* Begin Supplied entries *

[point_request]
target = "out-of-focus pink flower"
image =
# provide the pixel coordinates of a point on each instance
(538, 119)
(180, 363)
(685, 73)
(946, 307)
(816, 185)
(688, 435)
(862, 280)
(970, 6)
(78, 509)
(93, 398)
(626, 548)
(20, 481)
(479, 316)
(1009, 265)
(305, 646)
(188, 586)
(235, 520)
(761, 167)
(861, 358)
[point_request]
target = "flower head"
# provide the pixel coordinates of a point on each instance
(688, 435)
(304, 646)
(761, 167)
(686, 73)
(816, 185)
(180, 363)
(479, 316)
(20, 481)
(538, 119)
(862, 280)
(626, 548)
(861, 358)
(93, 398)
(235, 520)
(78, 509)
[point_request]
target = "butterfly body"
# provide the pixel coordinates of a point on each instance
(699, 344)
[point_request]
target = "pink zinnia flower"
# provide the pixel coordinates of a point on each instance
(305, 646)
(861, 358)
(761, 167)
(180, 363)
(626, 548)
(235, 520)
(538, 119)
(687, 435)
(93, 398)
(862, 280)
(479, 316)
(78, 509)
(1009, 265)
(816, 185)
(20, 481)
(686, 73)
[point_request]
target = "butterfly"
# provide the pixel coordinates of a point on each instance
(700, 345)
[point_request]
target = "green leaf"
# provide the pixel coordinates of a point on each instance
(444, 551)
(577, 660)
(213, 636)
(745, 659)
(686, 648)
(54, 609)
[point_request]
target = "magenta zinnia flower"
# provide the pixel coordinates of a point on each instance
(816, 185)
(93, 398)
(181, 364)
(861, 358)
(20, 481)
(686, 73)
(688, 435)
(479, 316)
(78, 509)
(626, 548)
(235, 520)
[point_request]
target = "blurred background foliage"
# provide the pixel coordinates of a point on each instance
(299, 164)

* End Supplied entries *

**Job:** From the data above, extract every line in its exact form.

**Response to this exercise:**
[point_request]
target = "out-of-focus pink flower"
image =
# provide the pixel coordinates of a point on each instance
(538, 119)
(180, 363)
(685, 73)
(946, 307)
(816, 185)
(688, 435)
(862, 280)
(970, 6)
(78, 509)
(93, 398)
(626, 548)
(20, 481)
(479, 316)
(1009, 265)
(305, 646)
(188, 586)
(235, 520)
(761, 167)
(861, 358)
[point_request]
target = "flower head"
# provide the pixel coordinates of a point on each instance
(688, 435)
(304, 646)
(761, 167)
(686, 73)
(816, 185)
(180, 363)
(479, 316)
(20, 481)
(538, 119)
(862, 280)
(626, 548)
(861, 358)
(93, 398)
(235, 520)
(78, 509)
[point_request]
target = "butterfly body"
# provide the pixel coordinates of a point on each instance
(699, 344)
[point_request]
target = "pink zinnia flower"
# provide the pixel coordinates of a point on each instance
(305, 646)
(861, 358)
(761, 167)
(180, 363)
(626, 548)
(235, 520)
(538, 119)
(687, 435)
(93, 398)
(862, 280)
(479, 316)
(78, 509)
(1009, 265)
(816, 185)
(20, 481)
(686, 73)
[point_request]
target = "butterfly"
# provide the pixel coordinates of a point on each instance
(700, 345)
[point_request]
target = "green leaf"
# provide the pixel coordinates of a point on each instance
(444, 551)
(577, 660)
(213, 636)
(745, 659)
(686, 648)
(54, 609)
[point_request]
target = "magenta zinnia flower"
# provide the pixel coordinates of a point on each instance
(816, 185)
(93, 398)
(181, 364)
(861, 358)
(20, 481)
(686, 73)
(688, 435)
(479, 316)
(78, 509)
(626, 548)
(235, 520)
[point_request]
target = "blurred background foliage"
# provide the pixel coordinates of a point on each instance
(299, 164)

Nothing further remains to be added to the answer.